__Exercise__
Rewrite the records from the line containing "Annotate each instance of the log" through the end of the records, inclusive, changing every "log pile" to "timber stack" and leaving everything else as is. Return only those lines.

__Dataset content__
____________________
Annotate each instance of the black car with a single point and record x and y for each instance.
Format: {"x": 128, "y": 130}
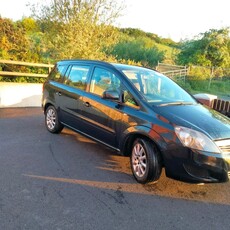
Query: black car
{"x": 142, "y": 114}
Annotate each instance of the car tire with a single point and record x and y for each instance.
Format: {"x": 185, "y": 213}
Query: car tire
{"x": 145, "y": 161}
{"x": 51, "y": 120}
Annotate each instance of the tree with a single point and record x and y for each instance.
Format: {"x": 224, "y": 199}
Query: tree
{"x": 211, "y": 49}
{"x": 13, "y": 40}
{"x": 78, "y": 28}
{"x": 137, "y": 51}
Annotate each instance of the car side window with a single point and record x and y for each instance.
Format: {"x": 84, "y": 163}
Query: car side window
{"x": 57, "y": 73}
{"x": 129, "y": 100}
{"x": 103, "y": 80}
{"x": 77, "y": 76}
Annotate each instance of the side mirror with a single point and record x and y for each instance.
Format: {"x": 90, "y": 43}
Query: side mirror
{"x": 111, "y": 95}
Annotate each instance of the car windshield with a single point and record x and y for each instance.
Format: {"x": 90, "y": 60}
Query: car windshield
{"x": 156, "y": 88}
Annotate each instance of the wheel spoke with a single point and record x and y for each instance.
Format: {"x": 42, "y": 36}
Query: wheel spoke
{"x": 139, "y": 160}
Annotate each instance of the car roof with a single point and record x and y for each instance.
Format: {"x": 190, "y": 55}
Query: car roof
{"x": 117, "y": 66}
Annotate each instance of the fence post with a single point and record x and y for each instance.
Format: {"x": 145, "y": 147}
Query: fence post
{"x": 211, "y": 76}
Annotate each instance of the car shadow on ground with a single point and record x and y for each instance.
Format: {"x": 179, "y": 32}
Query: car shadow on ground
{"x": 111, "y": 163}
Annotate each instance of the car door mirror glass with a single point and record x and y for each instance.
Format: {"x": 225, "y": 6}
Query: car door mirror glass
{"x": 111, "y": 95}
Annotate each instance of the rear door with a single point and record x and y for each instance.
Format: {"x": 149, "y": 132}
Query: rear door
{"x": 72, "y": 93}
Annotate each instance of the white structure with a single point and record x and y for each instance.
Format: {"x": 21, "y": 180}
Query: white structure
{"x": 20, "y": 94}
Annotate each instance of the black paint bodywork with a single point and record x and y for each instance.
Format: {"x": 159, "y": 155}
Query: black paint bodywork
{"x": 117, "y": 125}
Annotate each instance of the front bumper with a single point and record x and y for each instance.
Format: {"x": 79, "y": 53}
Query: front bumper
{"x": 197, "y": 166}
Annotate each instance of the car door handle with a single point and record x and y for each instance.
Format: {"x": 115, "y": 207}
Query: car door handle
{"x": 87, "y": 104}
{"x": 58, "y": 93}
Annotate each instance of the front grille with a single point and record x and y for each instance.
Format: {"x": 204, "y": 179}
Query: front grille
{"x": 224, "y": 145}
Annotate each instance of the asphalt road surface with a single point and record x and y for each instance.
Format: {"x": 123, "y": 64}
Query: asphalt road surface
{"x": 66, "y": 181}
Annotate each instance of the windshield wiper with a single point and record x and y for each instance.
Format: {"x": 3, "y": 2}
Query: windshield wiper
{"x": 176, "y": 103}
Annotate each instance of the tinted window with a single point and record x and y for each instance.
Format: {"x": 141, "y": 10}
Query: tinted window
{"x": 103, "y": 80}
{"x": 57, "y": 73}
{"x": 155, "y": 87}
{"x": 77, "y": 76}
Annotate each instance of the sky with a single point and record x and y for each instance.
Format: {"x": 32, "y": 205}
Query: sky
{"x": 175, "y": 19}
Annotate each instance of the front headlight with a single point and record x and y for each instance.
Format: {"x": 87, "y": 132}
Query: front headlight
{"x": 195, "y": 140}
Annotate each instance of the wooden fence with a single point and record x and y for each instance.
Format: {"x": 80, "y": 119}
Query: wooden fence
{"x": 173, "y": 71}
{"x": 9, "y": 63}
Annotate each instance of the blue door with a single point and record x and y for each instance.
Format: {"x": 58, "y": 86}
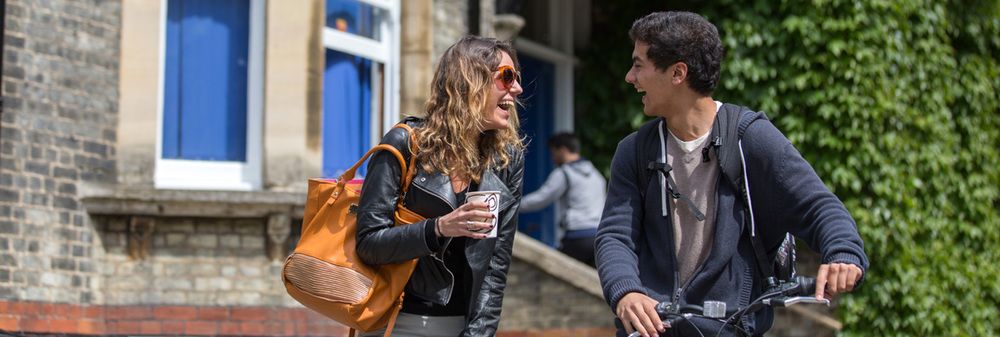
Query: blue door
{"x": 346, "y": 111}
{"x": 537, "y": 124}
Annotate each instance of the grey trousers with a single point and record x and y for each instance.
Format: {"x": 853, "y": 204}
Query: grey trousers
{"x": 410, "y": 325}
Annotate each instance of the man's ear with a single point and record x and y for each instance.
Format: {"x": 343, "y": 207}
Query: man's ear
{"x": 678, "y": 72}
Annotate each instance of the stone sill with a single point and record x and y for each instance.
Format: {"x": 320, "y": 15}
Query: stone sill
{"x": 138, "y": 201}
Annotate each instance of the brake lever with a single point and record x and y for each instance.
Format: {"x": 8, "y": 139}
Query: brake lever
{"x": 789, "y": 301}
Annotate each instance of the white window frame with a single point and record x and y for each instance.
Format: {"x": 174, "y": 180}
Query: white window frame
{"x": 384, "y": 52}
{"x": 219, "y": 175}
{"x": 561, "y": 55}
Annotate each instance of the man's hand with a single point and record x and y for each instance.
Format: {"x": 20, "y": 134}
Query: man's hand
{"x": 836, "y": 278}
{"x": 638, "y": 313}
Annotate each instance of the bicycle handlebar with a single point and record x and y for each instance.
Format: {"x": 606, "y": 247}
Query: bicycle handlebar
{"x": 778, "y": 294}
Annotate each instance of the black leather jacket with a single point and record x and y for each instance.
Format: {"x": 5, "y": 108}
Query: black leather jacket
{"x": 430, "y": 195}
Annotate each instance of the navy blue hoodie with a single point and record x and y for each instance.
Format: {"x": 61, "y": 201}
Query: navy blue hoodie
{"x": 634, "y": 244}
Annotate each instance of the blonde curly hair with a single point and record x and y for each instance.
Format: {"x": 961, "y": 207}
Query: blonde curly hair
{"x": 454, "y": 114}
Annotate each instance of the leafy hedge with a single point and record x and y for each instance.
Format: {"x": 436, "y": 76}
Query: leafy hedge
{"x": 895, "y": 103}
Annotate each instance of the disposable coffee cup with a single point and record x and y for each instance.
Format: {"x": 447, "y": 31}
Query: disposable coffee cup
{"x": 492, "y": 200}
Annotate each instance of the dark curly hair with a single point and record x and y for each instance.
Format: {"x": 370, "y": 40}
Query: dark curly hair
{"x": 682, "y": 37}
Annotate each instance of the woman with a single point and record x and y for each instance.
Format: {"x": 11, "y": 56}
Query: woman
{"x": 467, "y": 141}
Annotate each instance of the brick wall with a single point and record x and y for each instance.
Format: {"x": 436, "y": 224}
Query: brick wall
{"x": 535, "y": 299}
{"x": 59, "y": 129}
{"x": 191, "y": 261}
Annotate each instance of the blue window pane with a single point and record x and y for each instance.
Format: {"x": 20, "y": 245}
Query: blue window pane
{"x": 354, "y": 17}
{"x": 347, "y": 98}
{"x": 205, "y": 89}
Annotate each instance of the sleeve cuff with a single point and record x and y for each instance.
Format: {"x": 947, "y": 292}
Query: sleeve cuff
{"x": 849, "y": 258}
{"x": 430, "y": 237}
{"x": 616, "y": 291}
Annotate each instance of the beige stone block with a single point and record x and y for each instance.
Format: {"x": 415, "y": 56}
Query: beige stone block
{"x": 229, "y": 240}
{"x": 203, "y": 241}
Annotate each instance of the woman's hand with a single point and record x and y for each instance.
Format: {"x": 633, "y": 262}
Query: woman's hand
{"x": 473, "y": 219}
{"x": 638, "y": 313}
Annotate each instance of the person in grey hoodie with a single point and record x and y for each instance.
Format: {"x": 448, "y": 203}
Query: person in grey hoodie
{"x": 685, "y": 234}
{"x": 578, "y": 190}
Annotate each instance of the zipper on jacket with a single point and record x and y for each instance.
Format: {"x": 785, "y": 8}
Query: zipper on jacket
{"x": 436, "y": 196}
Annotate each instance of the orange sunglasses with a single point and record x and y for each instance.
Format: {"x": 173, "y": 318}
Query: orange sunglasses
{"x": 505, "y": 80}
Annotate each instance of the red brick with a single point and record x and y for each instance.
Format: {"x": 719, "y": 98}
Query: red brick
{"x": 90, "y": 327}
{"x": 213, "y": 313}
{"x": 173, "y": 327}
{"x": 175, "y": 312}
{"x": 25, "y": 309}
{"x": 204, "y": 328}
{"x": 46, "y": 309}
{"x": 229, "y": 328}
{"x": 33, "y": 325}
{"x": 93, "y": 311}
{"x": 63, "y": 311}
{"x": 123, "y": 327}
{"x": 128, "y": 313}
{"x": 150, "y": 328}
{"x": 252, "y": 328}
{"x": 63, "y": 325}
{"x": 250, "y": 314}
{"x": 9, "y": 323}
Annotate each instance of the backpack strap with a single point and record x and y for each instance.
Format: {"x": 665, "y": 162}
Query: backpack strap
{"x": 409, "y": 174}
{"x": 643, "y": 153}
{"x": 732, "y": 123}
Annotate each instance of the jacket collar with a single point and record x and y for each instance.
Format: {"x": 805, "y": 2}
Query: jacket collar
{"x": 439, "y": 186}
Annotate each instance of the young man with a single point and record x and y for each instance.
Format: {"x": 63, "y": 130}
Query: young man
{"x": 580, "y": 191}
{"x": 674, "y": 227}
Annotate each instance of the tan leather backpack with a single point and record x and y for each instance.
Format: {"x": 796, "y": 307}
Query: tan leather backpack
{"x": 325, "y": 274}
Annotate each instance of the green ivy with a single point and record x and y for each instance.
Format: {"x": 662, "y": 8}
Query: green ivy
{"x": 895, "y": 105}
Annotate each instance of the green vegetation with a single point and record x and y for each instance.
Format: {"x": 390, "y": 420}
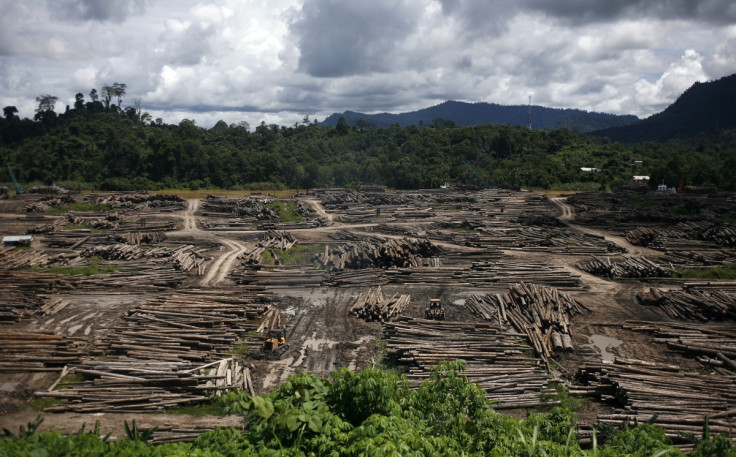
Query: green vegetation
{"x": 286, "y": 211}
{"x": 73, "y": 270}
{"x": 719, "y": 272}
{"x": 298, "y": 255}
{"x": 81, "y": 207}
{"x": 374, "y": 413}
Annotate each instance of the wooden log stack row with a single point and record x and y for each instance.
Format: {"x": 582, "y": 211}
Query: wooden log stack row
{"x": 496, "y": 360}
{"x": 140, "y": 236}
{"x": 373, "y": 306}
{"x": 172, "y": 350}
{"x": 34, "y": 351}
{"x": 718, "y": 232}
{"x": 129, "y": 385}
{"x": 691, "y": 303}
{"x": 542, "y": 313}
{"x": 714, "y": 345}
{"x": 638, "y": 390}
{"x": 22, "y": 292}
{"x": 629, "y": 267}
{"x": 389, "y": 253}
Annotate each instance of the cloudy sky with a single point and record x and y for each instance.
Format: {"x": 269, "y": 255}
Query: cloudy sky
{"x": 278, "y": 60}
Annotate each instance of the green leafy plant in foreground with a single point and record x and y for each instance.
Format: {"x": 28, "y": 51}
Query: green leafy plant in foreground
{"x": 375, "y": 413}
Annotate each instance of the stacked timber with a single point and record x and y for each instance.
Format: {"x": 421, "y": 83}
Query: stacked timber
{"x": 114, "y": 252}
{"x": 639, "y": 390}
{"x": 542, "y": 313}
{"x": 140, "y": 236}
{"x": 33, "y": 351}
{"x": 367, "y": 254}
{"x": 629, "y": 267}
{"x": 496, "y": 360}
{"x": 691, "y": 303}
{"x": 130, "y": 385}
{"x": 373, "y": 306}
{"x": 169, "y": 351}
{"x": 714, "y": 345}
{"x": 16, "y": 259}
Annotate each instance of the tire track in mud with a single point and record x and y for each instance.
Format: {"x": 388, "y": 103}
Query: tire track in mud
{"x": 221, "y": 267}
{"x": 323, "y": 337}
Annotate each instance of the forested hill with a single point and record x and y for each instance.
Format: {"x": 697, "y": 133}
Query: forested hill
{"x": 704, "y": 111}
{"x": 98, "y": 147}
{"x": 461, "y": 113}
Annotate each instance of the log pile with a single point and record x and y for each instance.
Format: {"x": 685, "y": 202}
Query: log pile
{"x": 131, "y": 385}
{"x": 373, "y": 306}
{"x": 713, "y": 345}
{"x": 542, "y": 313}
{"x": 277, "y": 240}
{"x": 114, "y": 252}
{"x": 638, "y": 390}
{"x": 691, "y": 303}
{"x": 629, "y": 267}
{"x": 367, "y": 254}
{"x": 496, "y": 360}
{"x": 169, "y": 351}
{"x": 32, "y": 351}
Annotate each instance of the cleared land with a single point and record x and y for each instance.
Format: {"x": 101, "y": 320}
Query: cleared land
____________________
__Answer below__
Annotate each instance of the timber stack with a single point and record x and y for each instance.
Format: {"x": 685, "y": 202}
Query: timber stack
{"x": 131, "y": 385}
{"x": 373, "y": 306}
{"x": 713, "y": 345}
{"x": 542, "y": 313}
{"x": 277, "y": 240}
{"x": 114, "y": 252}
{"x": 638, "y": 390}
{"x": 691, "y": 303}
{"x": 629, "y": 267}
{"x": 367, "y": 254}
{"x": 496, "y": 360}
{"x": 169, "y": 351}
{"x": 32, "y": 351}
Annotate each instance of the cleared land with a single point and record x and y for each instance.
Format: {"x": 101, "y": 320}
Query: cleared land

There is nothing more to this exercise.